Stated exercise – Copy the rows below word for word.

--- START OF Records supplied ---

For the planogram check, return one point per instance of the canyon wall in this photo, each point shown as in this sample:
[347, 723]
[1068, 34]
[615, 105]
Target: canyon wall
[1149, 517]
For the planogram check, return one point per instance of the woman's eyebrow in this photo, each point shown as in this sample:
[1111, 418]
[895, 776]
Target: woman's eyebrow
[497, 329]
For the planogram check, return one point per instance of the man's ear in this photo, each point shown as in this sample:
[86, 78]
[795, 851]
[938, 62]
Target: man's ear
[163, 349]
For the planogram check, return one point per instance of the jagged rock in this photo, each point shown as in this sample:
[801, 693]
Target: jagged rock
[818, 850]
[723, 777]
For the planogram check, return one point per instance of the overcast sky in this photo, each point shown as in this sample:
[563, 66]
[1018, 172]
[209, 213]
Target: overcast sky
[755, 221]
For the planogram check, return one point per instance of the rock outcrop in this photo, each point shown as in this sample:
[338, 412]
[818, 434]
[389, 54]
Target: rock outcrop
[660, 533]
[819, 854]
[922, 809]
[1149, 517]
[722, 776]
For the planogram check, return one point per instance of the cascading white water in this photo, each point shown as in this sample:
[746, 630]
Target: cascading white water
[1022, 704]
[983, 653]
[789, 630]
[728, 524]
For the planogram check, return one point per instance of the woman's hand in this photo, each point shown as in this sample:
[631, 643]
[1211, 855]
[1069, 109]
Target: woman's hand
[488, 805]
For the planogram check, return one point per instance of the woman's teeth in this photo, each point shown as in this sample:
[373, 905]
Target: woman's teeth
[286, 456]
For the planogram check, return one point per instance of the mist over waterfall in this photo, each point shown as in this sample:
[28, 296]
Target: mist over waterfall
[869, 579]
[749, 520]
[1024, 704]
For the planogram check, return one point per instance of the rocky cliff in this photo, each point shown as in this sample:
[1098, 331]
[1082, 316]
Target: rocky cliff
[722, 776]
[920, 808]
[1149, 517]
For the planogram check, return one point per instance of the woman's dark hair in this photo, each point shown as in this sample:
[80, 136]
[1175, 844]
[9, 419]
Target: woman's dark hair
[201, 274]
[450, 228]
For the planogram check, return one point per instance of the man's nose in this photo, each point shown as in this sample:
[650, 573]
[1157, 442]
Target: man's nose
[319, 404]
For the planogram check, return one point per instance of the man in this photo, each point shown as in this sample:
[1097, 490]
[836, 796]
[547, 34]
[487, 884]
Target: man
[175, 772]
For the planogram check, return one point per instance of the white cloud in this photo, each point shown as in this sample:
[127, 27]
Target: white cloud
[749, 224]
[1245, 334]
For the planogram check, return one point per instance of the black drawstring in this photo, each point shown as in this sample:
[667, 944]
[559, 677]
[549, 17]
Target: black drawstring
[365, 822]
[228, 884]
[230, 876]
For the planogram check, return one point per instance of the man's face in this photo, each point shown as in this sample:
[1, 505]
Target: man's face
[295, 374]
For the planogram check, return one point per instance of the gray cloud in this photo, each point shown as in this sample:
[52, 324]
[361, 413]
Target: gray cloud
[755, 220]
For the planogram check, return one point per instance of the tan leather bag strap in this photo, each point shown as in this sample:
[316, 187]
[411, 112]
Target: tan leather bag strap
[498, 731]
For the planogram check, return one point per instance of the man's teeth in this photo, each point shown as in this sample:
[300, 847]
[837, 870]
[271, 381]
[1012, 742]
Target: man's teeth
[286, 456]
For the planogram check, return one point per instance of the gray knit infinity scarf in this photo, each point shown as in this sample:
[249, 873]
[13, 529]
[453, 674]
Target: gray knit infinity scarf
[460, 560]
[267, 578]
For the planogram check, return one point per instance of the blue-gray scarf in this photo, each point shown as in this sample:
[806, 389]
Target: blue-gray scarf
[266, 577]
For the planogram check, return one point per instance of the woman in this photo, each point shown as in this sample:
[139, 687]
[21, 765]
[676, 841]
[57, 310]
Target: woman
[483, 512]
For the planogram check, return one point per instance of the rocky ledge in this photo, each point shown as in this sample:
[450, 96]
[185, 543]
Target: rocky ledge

--- END OF Records supplied ---

Completed exercise –
For the planogram check, return one point per instance of the canyon wall in this photo, each point shown as in this sample:
[347, 723]
[1068, 34]
[615, 105]
Target: canyon wall
[1149, 517]
For the planogram check, return one point per instance of the woman's eyebrow in this photo, each point shown as in this sample:
[1111, 418]
[895, 776]
Target: woman's eyebrow
[497, 329]
For the planogram check, return one point per instance of the man's ear in this photo, each point shown as in this sample:
[86, 78]
[795, 851]
[938, 62]
Target: man's ear
[163, 349]
For the planogram check, return one point per instance of the jagged rock in this photo, each point shown as in this sample:
[801, 693]
Target: jagged rock
[818, 850]
[723, 777]
For the planogram check, return one point per instance of the overcast sky in this photo, each point shown as in this sample:
[563, 66]
[1018, 172]
[209, 213]
Target: overcast sky
[755, 221]
For the planogram check, return one point per instance of the rock outcrop in this photo, each point shown as in this sample:
[338, 412]
[818, 434]
[389, 54]
Target: rock outcrop
[660, 533]
[819, 854]
[922, 809]
[1149, 517]
[722, 776]
For the planogram check, return one point per instance of the cascading white water in this photo, each point shown as in this sample:
[746, 630]
Target: cascading white water
[1022, 704]
[983, 653]
[789, 630]
[728, 524]
For the planogram check, return one point per instance of the woman's hand in this photo, each point shown as in this sample:
[631, 643]
[1211, 855]
[1069, 109]
Target: woman's hand
[488, 805]
For the planogram check, return one point per instance of the woman's teeth in this photo, each point shown as in this sample:
[373, 905]
Target: woman's teeth
[286, 456]
For the planogram check, return one point per instance of the mist over waterfall in this photo, each point shown as in this sample:
[28, 296]
Target: mist over waterfall
[869, 579]
[749, 520]
[1024, 704]
For the planogram check, return one point per instance of the rocky cliff in this photo, each point shown as in this sample:
[1098, 331]
[1082, 316]
Target: rocky cliff
[722, 776]
[920, 808]
[1149, 517]
For the planogram check, return one point per instance of the woman's dark hair in this photo, each point shown as in this sample:
[80, 136]
[1175, 844]
[9, 419]
Target: woman's dark hair
[201, 274]
[450, 228]
For the planogram check, return one point per instance of the man's nose in this photo, each point shown as in this sample:
[650, 573]
[1157, 442]
Target: man's nose
[319, 404]
For the planogram check, return one point per instance of the man in this photo, each point shown as in this sample:
[1097, 490]
[836, 796]
[547, 34]
[487, 884]
Target: man
[175, 772]
For the planogram check, return one point per instance of the white cloud in this photo, each point shown as in this sample:
[127, 27]
Target: white cloud
[749, 224]
[1245, 334]
For the planogram check, return one point per instance of the black drawstring in this photo, each point shown as in this sample:
[667, 944]
[559, 677]
[549, 17]
Target: black drawstring
[365, 822]
[228, 884]
[230, 876]
For the planogram check, return one point per instance of the man's face in this photo, each point shown as in this sample:
[1, 505]
Target: man's face
[295, 374]
For the planogram check, return one point per instance of the gray cloud in this photo, each point shown as in this sample:
[52, 324]
[361, 413]
Target: gray cloud
[755, 220]
For the planogram check, return one point per instance of the tan leather bag strap in this photo, each point shown as in this sample:
[316, 187]
[411, 112]
Target: tan leather bag strap
[498, 731]
For the planogram check, return one point per instance of the man's teeth in this photo, each point shown as in this sample:
[300, 847]
[837, 870]
[271, 381]
[1012, 742]
Target: man's teeth
[286, 456]
For the planogram check, return one point per instance of the gray knit infinity scarf in this photo, each point shown as in this sample:
[249, 873]
[13, 529]
[453, 674]
Target: gray knit infinity scarf
[460, 560]
[267, 578]
For the planogram check, return one point per instance of the blue-gray scarf in this photo, each point shown as in this sample:
[806, 389]
Target: blue-gray scarf
[266, 577]
For the planogram check, return one point per instance of the woman in this photo, each point shown as in this sample:
[139, 687]
[21, 765]
[676, 841]
[57, 310]
Target: woman
[483, 512]
For the planogram check, return one point per instance of the rocky ledge in this photo, each point shown as in this sample:
[450, 96]
[185, 543]
Target: rocky ledge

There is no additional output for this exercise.